-------- Document section --------

Brief Course Description

This course will introduce the student to reinforcement learning. The bulk of what we will cover comes straight from the second edition of Sutton and Barto's book, Reinforcement Learning: An Introduction. However, we will also cover additional material drawn from the latest deep RL literature. The following list of topics is subject to revisions.

  1. Problem formulation
    • The reinforcement learning problem, anatomy of an RL agent
    • Bandit problems
    • Markov decision processes
  2. Value function methods
    • Monte Carlo
    • Dynamic Programming
    • Temporal Difference Learning
    • Combining planning and learning
    • Batch learning
  3. Function Approximation
    • Linear function approximation and LSTD
    • Deep neural networks and DQN
    • When does function approximation succeed and fail?
  4. Policy Gradient Methods
    • Policy gradient formulation
    • REINFORCE
    • Actor/critic methods
    • DDPG, TRPO
The course schedule is subject to change. See the schedule tab above.

Textbook

Reinforcement Learning: An Introduction, 2nd Ed., Sutton and Barto

Prerequisites/Corequisites

  1. Python 3.7, OpenAI Gym, PyTorch: You must be able to write code in Python 3.7 and to install OpenAI Gym and PyTorch. Ideally, you will do this on a Linux installation such as Ubuntu, but you may use other OSes at your own risk.
  2. Probability: You should be comfortable with all of the concepts described here.
  3. Calculus: You need to have taken a course in calculus that includes derivatives and integrals.
  4. Algorithms: You need to have taken or be taking a course in algorithms such as CS 5800 or CS 7800. If you do not have this, but would still like to take the course, please contact the instructor.
  5. Linear Algebra: You should be comfortable with all of the concepts described here.
  6. GPU: It would help to have access to a cuda-enabled GPU (with the installed drivers), but it's not strictly necessary for the course.

Academic Integrity

Cheating and other acts of academic dishonesty will be referred to OSCCR (office of student conduct and conflict resolution) and the College of Computer Science. See this link.

-------- Given records --------

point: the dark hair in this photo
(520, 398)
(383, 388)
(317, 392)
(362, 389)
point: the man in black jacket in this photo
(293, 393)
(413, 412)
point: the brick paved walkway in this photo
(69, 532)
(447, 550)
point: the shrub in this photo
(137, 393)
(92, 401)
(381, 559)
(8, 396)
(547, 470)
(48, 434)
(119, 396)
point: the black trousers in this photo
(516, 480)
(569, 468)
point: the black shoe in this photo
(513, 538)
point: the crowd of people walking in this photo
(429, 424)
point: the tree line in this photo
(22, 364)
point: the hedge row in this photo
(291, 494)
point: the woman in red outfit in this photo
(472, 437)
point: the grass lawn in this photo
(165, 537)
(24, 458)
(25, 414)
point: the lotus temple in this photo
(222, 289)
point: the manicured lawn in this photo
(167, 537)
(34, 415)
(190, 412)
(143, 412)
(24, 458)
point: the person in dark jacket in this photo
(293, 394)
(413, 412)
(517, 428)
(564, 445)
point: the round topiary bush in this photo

--------

__Exercise requirements__.
1. Answer these questions about the reinforcement learning course description.
(a) Which edition of Sutton and Barto's book supplies most of the course material?
(b) Which method is paired with deep neural networks in the function approximation topics?
(c) Which version of Python must students be able to write code in?
2. Extend the reinforcement learning course description by continuing it from its final sentence.

__Answers per task__.
1.
(a) The second edition.
(b) DQN.
(c) Python 3.7.

2.
Lateness Policy

Late assignments will be penalized by 10% for each day late. For example, if you turned in a perfect programming assignment two days late, you would receive an 80% instead of 100%.

Instruction Staff

Primary Instructor: Chris Amato ( c [dot] amato [at] neu [dot] edu )
Office hours: 3:15pm-4:45pm on Tuesdays in ISEC 522, or by Appt.

TA: Andrea Baisero: baisero [dot] a [at] husky [dot] neu [dot] edu
Office hours: Thursday 1:30pm-3pm, ISEC 505

TA: Behrooz Moradi Bajestani: moradibajestani [dot] b [at] husky [dot] neu [dot] edu
Office hours: Monday 12pm-1:30pm, ISEC 501

Announcements

Our Piazza page is here.

Work Load

Required course work is:

  • Approximately weekly problem sets and/or programming assignments (40% of your grade)
  • 2 Midterms (30% of your grade)
  • 1 Final project (25% of your grade)
  • Frequent quizzes on blackboard (5% of your grade, each quiz graded pass/fail)

Programming assignments

Many of the weekly assignments will involve programming in Python. You must be proficient with python and able to install tensorflow on your computer.

Problem sets.

We will assign approximately one problem set each Thursday that will be due on the following Tuesday.

Final project

The final project assignment will be found here. The final project can be on any topic related to RL. Students may work alone or in groups of two. Many people choose to work on a project applying a method studied in the class (or a related method) to some practical problem. The amount of project work should be equivalent to approximately three programming assignments.

How to turn in the programming assignments

We're using git. You should follow the instructions outlined here.